◆ What the task asks:
Only lines containing "bench" belong in the answer, each copied from the entries below.

##### Task input

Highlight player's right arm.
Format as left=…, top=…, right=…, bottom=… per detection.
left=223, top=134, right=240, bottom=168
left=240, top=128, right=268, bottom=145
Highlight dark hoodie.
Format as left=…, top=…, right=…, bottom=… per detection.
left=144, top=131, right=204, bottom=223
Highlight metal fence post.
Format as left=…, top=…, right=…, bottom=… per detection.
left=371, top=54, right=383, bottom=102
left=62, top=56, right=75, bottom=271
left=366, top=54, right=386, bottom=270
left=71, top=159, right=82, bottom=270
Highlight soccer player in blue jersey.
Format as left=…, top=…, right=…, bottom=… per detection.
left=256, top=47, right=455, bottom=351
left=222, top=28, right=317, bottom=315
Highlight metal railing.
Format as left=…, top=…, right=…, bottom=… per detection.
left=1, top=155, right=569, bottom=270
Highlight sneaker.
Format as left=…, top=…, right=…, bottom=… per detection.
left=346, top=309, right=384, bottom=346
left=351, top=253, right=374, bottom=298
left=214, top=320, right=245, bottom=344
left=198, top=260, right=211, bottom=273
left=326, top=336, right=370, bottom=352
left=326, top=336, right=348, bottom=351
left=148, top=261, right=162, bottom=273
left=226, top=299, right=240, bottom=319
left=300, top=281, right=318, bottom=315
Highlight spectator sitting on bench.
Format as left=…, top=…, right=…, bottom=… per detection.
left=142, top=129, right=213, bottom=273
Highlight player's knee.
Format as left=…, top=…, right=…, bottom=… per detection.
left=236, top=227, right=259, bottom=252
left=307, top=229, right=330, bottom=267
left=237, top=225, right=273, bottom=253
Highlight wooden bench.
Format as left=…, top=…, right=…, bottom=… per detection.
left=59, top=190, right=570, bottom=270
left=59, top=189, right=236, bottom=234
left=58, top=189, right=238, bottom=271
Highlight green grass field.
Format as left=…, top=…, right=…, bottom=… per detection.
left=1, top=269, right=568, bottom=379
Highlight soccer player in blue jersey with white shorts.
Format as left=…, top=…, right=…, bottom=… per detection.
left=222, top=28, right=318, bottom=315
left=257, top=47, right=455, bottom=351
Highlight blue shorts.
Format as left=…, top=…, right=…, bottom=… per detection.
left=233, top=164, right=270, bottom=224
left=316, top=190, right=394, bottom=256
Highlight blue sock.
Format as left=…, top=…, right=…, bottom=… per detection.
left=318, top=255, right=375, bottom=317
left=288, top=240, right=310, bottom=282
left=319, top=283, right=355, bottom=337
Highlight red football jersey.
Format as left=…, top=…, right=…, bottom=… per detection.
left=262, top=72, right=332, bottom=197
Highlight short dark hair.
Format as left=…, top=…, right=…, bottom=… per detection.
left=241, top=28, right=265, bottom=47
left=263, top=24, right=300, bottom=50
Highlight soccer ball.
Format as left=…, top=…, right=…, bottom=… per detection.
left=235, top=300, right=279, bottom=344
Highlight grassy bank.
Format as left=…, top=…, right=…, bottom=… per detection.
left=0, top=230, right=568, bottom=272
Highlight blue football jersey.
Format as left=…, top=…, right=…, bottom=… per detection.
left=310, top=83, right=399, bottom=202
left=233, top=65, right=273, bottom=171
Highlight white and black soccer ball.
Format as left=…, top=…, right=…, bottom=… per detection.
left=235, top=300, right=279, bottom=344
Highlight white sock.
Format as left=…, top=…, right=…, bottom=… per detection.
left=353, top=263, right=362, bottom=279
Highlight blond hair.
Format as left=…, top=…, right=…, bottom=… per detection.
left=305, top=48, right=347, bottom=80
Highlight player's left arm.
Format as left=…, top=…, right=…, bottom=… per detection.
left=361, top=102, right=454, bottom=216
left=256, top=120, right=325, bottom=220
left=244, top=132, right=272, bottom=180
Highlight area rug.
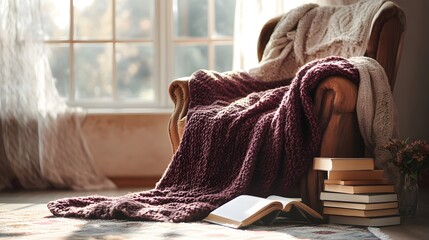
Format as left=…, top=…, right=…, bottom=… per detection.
left=0, top=203, right=390, bottom=240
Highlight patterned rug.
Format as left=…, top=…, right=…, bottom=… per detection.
left=0, top=203, right=390, bottom=240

##########

◆ Exercise answer:
Highlight spectator sitting on bench.
Highlight wooden bench.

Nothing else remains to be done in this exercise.